Restate each entry word for word, leaving nothing out.
[DATASET RECORDS Boundary: Start]
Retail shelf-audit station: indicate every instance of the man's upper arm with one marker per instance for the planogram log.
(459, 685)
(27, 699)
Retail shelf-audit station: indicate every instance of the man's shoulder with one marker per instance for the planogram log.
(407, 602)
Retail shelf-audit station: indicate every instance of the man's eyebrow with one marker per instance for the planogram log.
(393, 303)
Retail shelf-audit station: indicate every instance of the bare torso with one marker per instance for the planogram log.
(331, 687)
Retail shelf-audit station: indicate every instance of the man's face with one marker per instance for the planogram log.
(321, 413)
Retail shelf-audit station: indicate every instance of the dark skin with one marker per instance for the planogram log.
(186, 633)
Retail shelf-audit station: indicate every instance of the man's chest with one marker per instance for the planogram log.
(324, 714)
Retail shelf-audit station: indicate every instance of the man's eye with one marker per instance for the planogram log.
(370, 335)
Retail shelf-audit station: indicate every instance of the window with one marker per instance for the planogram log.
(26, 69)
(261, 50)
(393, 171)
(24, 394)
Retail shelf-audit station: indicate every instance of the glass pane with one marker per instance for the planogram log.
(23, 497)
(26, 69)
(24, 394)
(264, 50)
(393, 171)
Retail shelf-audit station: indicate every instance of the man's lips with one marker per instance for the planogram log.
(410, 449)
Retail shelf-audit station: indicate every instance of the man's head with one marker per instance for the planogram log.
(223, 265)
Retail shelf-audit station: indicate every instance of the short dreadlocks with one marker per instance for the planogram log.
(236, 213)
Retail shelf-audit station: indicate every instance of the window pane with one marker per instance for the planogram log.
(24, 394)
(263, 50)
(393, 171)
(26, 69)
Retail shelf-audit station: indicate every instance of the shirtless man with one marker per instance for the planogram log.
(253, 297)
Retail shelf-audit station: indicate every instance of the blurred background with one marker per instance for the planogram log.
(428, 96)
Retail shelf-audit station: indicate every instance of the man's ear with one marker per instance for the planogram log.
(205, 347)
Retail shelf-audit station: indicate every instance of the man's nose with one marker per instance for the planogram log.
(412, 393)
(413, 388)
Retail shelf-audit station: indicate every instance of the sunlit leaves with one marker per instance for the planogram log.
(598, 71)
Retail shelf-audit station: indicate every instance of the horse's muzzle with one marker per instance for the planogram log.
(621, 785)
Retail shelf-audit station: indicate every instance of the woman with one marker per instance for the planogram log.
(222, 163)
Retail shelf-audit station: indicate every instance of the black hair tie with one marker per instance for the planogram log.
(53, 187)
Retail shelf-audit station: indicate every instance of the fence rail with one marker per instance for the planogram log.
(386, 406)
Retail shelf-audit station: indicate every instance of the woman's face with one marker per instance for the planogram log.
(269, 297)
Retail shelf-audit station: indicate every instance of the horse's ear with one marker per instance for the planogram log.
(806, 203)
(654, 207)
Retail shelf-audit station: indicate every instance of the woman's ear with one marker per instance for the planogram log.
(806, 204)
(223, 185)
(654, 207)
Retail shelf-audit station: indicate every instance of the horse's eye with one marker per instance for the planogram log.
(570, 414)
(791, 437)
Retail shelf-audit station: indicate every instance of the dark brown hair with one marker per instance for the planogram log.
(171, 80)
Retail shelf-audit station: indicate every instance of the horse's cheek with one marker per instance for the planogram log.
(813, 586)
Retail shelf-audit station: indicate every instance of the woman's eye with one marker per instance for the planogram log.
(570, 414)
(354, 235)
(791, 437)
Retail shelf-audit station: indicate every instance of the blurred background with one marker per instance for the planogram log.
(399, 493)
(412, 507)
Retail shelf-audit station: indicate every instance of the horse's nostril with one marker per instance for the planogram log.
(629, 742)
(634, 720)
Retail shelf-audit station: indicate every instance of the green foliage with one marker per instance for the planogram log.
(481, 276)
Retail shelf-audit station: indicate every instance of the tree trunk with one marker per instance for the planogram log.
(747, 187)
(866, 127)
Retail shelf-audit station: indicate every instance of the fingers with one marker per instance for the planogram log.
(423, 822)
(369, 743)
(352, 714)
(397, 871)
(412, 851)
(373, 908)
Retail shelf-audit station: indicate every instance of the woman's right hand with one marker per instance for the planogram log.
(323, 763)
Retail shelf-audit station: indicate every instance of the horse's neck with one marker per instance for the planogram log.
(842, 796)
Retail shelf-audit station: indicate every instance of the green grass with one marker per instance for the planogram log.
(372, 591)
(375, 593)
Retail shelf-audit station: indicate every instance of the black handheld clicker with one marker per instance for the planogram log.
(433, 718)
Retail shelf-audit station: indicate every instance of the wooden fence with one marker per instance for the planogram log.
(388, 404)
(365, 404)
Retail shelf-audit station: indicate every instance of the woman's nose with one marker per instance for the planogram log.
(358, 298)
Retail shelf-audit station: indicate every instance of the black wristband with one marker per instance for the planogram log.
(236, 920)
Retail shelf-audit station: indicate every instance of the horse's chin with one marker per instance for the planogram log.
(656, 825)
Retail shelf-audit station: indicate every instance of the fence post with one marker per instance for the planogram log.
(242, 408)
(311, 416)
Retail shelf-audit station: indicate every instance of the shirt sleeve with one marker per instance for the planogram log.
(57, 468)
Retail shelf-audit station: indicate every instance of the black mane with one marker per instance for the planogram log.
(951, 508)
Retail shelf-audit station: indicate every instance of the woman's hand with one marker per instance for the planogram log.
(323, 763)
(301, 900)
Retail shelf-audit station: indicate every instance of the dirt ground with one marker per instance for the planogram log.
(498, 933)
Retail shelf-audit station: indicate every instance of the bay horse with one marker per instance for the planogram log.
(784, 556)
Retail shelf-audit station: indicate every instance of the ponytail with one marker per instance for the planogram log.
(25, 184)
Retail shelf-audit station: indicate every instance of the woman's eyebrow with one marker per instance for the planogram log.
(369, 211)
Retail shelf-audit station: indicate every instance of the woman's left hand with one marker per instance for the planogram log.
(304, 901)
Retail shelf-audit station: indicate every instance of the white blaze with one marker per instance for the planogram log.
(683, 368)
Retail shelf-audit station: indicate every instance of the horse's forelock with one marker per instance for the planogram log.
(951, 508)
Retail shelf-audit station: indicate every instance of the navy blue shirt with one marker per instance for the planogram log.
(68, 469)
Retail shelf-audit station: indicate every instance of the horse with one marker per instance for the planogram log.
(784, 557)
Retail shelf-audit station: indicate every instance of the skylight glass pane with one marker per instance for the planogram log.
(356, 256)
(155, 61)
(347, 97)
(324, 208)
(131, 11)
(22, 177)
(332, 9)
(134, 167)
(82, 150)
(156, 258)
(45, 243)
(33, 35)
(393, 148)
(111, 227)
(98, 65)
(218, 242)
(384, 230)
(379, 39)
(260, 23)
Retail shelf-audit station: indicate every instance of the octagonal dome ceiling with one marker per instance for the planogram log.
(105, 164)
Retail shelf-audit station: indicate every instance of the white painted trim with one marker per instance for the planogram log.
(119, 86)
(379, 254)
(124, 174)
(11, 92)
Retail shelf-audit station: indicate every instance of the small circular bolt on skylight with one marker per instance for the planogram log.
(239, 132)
[DATASET RECORDS Boundary: End]
▶ RESPONSE TO THIS EXERCISE
Retail shelf-audit station: indicate every instance of the man's upper arm with one marker per instance for the planogram log.
(459, 685)
(27, 699)
Retail shelf-audit station: indicate every instance of the man's shoulder with one marker per instance for the planogram log.
(407, 602)
Retail shelf-audit station: indicate every instance of the man's eyebrow with one marker per instance for the planogram log.
(393, 303)
Retail shelf-audit station: indicate every instance of the bare torso with one marker per instance for the planogram log.
(331, 687)
Retail shelf-audit station: indicate every instance of the man's face with one marker per instance for the planogram log.
(321, 413)
Retail shelf-audit station: indicate every instance of the dark skin with one marker per instance for the planogram log.
(186, 633)
Retail shelf-audit station: indicate every instance of the man's chest with one marker per instance for the planogram log.
(324, 714)
Retail shelf-audit station: indicate every instance of the man's eye with one marker per instance for the planogram log.
(370, 335)
Retail shelf-audit station: indicate every instance of the window with one marker per instance for the planogram log.
(26, 69)
(261, 50)
(393, 171)
(24, 394)
Retail shelf-audit station: indicate every instance of the glass pane with one marker per instance for the planogram log.
(23, 497)
(26, 69)
(24, 394)
(264, 50)
(393, 171)
Retail shelf-audit station: indicate every instance of the man's lips with one marker per instance for the planogram log.
(410, 449)
Retail shelf-audit station: indicate every instance of the man's head with one marker per instance for the planogram log.
(223, 265)
Retail shelf-audit station: indicate every instance of the short dreadlocks with one marker per instance for the planogram log.
(236, 213)
Retail shelf-audit station: indicate every instance of the window pane with one marker per instance for the planogram log.
(24, 394)
(263, 50)
(393, 171)
(26, 69)
Retail shelf-audit station: indicate every instance of the shirtless man with one marker per instance for the planogram log.
(253, 297)
Retail shelf-audit station: indicate every instance of the blurred background with one marker per instance for the planogram log.
(428, 96)
Retail shelf-audit station: indicate every instance of the man's ear with one marker per instance for the planogram log.
(205, 347)
Retail shelf-audit station: indicate every instance of the man's nose with one marker per instance for the planogram log.
(412, 393)
(413, 388)
Retail shelf-audit station: indicate every instance of the sunlit leaves with one marker per instance for the planogram log.
(598, 71)
Retail shelf-audit station: indicate every instance of the horse's muzzle with one marker per instance for the planogram log.
(621, 785)
Retail shelf-audit station: indicate every instance of the woman with one marker per instance for the planogram log.
(222, 163)
Retail shelf-audit station: indicate every instance of the black hair tie with one marker per instance for the planogram log.
(53, 187)
Retail shelf-audit station: indicate every instance of the fence rail with one marker per instance for the planogram log.
(386, 406)
Retail shelf-audit station: indicate every instance of the woman's face with one marker per instance for the planogram log.
(269, 297)
Retail shelf-audit station: indicate every instance of the horse's ear with one marker per instance for the planogram log.
(806, 203)
(654, 207)
Retail shelf-audit station: indicate every instance of the woman's ear with one marker per instance for the planogram log.
(806, 204)
(223, 185)
(654, 207)
Retail shelf-audit station: indicate every instance of the horse's eye with one marker per instance for the planogram log.
(570, 414)
(791, 437)
Retail shelf-audit station: indicate every instance of the dark brown hair with one marker per instance for the planogram log.
(171, 80)
Retail shelf-audit station: indicate every instance of the horse's cheek with one marker per instance for the planogram log.
(813, 586)
Retail shelf-audit station: indicate every instance of the woman's eye with one marker per instance for the planogram log.
(570, 414)
(354, 235)
(791, 437)
Retail shelf-audit station: indicate every instance of the blurred background with one marker per instance for the planogram log.
(399, 493)
(412, 507)
Retail shelf-audit station: indicate every instance of the horse's nostril with one marker per instance for the planogram log.
(629, 742)
(634, 720)
Retail shelf-audit station: indicate every instance of the green foliage with one marker per instance for the planogram log.
(481, 276)
Retail shelf-audit station: indicate every instance of the tree trunk with one marker per instance for the planogram log.
(747, 187)
(866, 127)
Retail shelf-audit station: indicate every instance of the fingers with one marker per instance for the planogram log.
(423, 822)
(369, 743)
(352, 714)
(397, 871)
(412, 851)
(373, 908)
Retail shelf-audit station: indicate every instance of the woman's right hand with one marker per instance for the planogram log.
(323, 763)
Retail shelf-audit station: indicate every instance of the horse's neck with one marker per instance for the planogram log.
(842, 796)
Retail shelf-audit station: indicate every instance of the green grass with one marker per instance for the planogram log.
(372, 591)
(375, 593)
Retail shelf-audit station: indicate every instance of the black handheld clicker with one marker per instance for the planogram log.
(433, 718)
Retail shelf-audit station: indicate every instance of the wooden fence with one marker per instance for the planogram log.
(388, 404)
(365, 404)
Retail shelf-audit station: indicate every instance of the woman's nose with one marker per instance for the planogram log.
(358, 298)
Retail shelf-audit station: indicate every instance of the black wristband with one marker per instance for the planogram log.
(236, 920)
Retail shelf-audit station: indicate every instance of the horse's chin with one marker per instance for the planogram log.
(656, 825)
Retail shelf-audit station: indicate every instance of the fence post with one marker per instance for the planogram log.
(242, 408)
(311, 416)
Retail shelf-audit station: indicate every instance of the shirt sleeve with one marker per instance for the planogram log.
(57, 468)
Retail shelf-audit station: indicate every instance of the black mane with one marker per instance for the planogram log.
(951, 508)
Retail shelf-audit station: indicate every instance of the woman's hand with one marker per instance for the planogram log.
(323, 763)
(301, 900)
Retail shelf-audit station: indicate every instance of the dirt ground with one marker per instance for the planogram log.
(498, 933)
Retail shelf-audit station: indicate every instance of the bay horse with one marker per instance for the planogram log.
(784, 556)
Retail shelf-audit station: indicate every instance of the ponytail with one marker per instance for the planogram log.
(25, 184)
Retail shelf-audit station: indicate every instance of the woman's eyebrow with one marker per instance for the planogram log.
(369, 211)
Retail shelf-audit station: indicate every instance of the woman's left hand with one marker per instance for the planogram log.
(304, 901)
Retail shelf-audit station: indicate every instance of the white blaze with one marker per instance for the planogram log.
(683, 368)
Retail shelf-audit station: indicate every instance of the horse's forelock with one marker per instance for the planogram log.
(951, 508)
Retail shelf-audit station: indicate every instance of the navy blue shirt with one marker per instance for the planogram log.
(68, 469)
Retail shelf-audit station: indicate every instance of the horse with one marker per instance for the planogram log.
(784, 557)
Retail shelf-audit station: indicate every instance of the skylight glass pane with one marker per instance for the planogram log.
(356, 256)
(155, 61)
(347, 97)
(324, 208)
(131, 11)
(22, 177)
(332, 9)
(134, 167)
(82, 150)
(156, 258)
(45, 243)
(33, 35)
(393, 148)
(111, 227)
(98, 65)
(218, 242)
(384, 230)
(379, 39)
(260, 23)
Retail shelf-audit station: indicate every instance of the octagonal dome ceiling with one marker per instance for the planogram log.
(105, 164)
Retail shelf-audit station: indicate every instance of the white painted trim with one marker per instance for the planogram log.
(119, 86)
(379, 254)
(124, 174)
(11, 92)
Retail shelf-audit station: indicate every instance of the small circular bolt on skylight with one marker per instance for the planogram log.
(239, 132)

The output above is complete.